Collection entries:
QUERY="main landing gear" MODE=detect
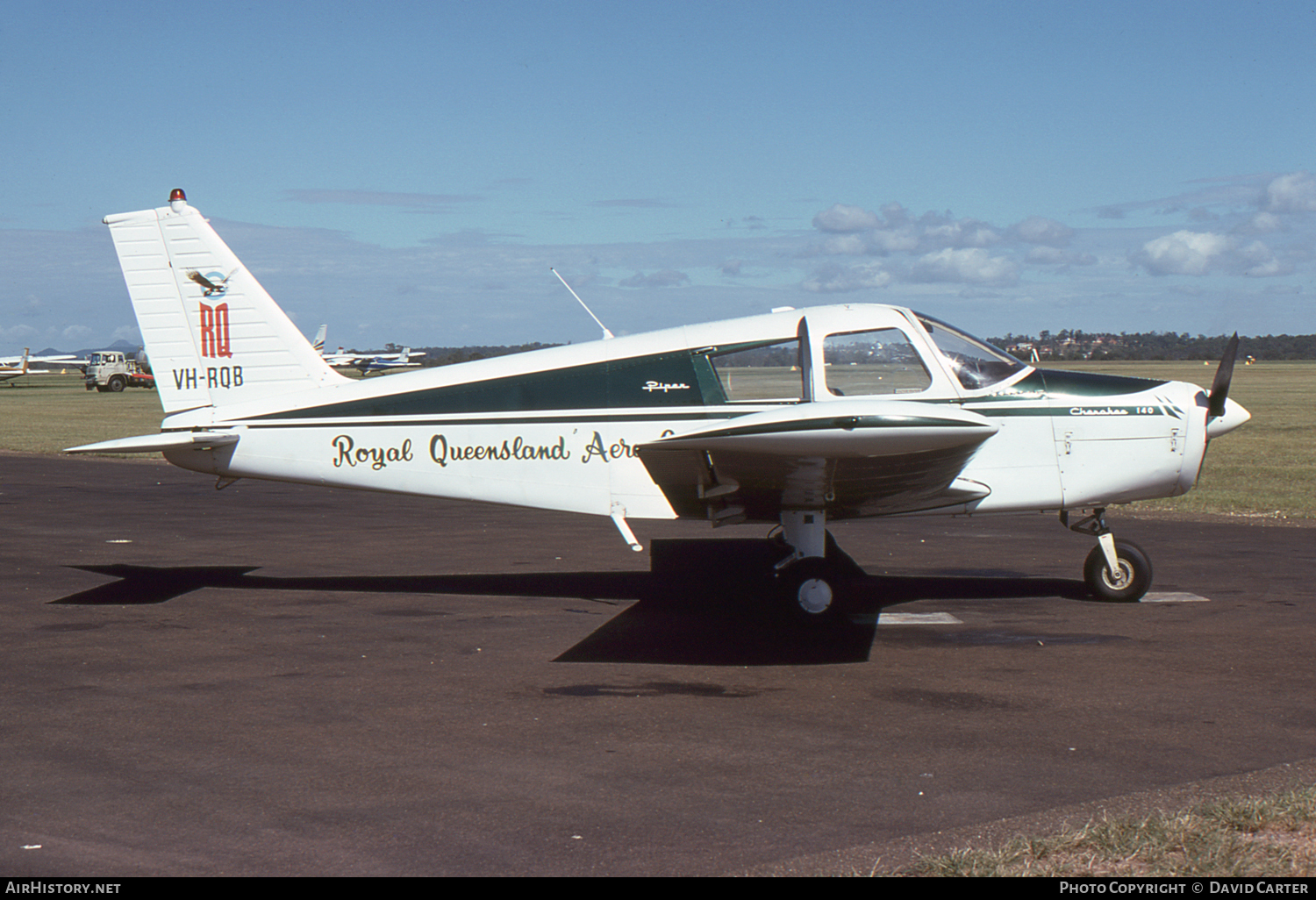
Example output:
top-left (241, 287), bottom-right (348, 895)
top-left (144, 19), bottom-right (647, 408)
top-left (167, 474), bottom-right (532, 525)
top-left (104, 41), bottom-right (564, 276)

Task requirements = Rewrite the lines above as a numbered list without the blank lines, and leave the pictures out.

Task output =
1. QUERY="main landing gear" MODE=detect
2. Example output:
3. top-left (241, 287), bottom-right (348, 895)
4. top-left (144, 19), bottom-right (647, 408)
5. top-left (167, 474), bottom-right (532, 525)
6. top-left (104, 41), bottom-right (564, 276)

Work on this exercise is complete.